Update the material below by replacing "sushi roll" with "maki roll" and leave everything else unchanged.

-- Records provided start --

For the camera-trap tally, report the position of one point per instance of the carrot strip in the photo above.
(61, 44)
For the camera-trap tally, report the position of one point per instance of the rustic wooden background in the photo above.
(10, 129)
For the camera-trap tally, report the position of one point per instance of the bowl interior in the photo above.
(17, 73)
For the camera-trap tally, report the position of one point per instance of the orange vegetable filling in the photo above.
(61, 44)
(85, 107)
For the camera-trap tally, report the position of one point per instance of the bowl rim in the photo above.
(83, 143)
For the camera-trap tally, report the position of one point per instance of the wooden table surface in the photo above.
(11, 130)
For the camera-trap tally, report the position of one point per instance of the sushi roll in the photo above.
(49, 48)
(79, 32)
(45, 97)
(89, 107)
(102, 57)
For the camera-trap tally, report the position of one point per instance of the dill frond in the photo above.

-- Records provided end --

Result below
For the camera-trap tally, report the position of one point per instance of the carrot strip in the photo above.
(61, 44)
For the camera-trap tally, report the position of one point per instance of the rustic wooden background in the photo above.
(10, 129)
For the camera-trap tally, report the position of one point per instance of the bowl interior in the photo above.
(17, 73)
For the camera-trap tally, report the position of one point per instance of the orange vegetable filling in the photo above.
(61, 44)
(85, 107)
For the camera-trap tally, report the position of one point per instance of the bowl rim in the photo above.
(83, 143)
For the camera-trap tally, report the position of one point per instance of the wooden table surface in the photo above.
(11, 130)
For the camera-trap tally, report the position of one point per instance of the maki roll in the photo above.
(49, 48)
(79, 32)
(45, 97)
(89, 107)
(102, 57)
For the camera-trap tally, report the position of one point per instance of the dill frond in the photo above.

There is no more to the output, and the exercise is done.